▶ **TASK PROMPT**:
Please copy the rows below, substituting "placing one marker on each" for every "dropping a single marker on each" and leaving everything else unchanged. Leave the pictures out.

################

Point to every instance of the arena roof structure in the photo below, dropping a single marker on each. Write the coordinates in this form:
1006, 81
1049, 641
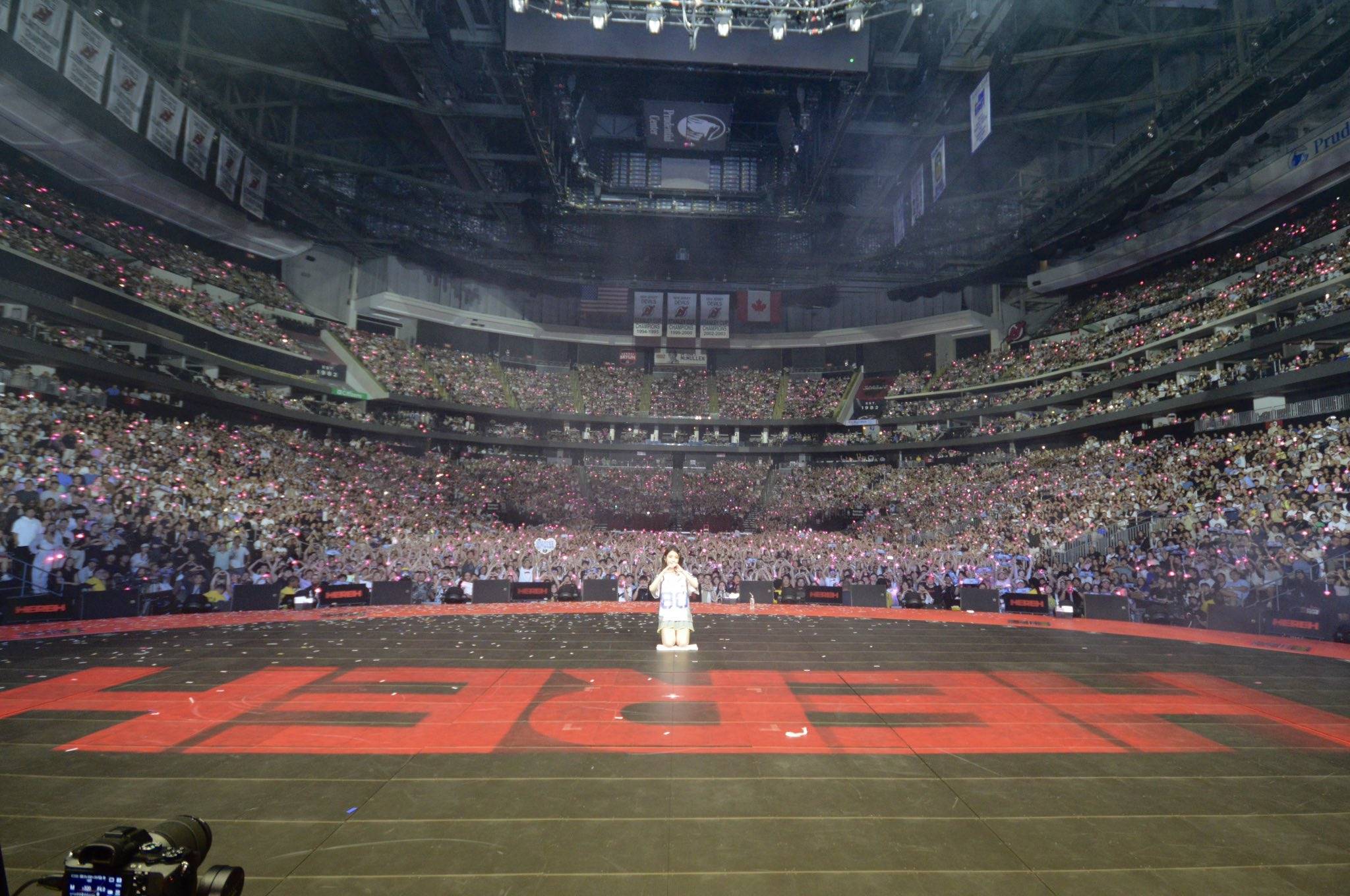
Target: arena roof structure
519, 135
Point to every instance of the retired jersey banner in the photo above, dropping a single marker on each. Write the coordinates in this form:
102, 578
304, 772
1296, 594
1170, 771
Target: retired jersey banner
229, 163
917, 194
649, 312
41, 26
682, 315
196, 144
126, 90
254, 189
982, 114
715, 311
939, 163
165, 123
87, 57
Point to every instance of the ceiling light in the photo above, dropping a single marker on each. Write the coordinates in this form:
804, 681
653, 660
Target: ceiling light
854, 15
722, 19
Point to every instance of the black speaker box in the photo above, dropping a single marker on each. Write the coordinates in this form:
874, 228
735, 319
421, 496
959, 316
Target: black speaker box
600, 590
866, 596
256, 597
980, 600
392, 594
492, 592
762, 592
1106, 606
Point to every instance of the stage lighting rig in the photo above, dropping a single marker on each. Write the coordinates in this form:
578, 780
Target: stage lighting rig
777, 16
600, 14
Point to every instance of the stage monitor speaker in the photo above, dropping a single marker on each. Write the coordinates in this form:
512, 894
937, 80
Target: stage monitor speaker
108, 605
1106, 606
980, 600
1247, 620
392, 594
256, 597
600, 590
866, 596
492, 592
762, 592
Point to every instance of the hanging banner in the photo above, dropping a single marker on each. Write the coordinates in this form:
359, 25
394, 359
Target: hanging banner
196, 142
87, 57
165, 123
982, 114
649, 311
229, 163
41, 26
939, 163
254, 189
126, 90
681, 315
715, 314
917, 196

################

▶ **TASK ANSWER**:
Point to every instance of the arena roof structure in the photo below, placing one marker on each. Write the coordinates in this form:
1006, 81
1049, 641
Target: arena roof structure
519, 135
Point to every instance of the retired jersey banner in the photo above, placing one marker on each. Write the coordinates in this form:
102, 578
304, 772
1296, 594
1170, 771
Target: retired jersey banner
229, 163
917, 194
649, 312
41, 26
682, 315
196, 144
126, 90
254, 189
982, 114
715, 311
939, 163
165, 123
87, 57
Point to every instance of the ceiling light in the photo above, placing one marker on each. Write the coordinates in this form:
804, 681
653, 660
Target: ceiling light
854, 15
722, 19
Point to every instance of the black speaker box in the photo above, placing one marker on each. Write the coordinates in this form:
874, 228
735, 319
421, 496
959, 316
Target: black speaker box
600, 590
866, 596
256, 597
980, 600
392, 594
492, 592
762, 592
1106, 606
Point to every instance of the stage lighting rig in the photo above, placing one marker on each. Write the coordinates in this form:
578, 780
Target: stage lighting rig
777, 16
600, 14
Point to every instance of the stage monitor speaker in the photo above, placing one marker on each. Write the coordinates in this form:
512, 894
937, 80
Target: stage monitor speaker
108, 605
1106, 606
980, 600
1247, 620
392, 594
256, 597
600, 590
866, 596
492, 592
762, 592
Point to every instance of the hanging banner in the photo above, placing one marker on each. Write the coordinates in this form:
359, 25
394, 359
Target: hanging banner
196, 142
87, 57
165, 123
982, 114
649, 311
229, 163
41, 26
939, 163
254, 189
126, 90
681, 315
715, 314
917, 196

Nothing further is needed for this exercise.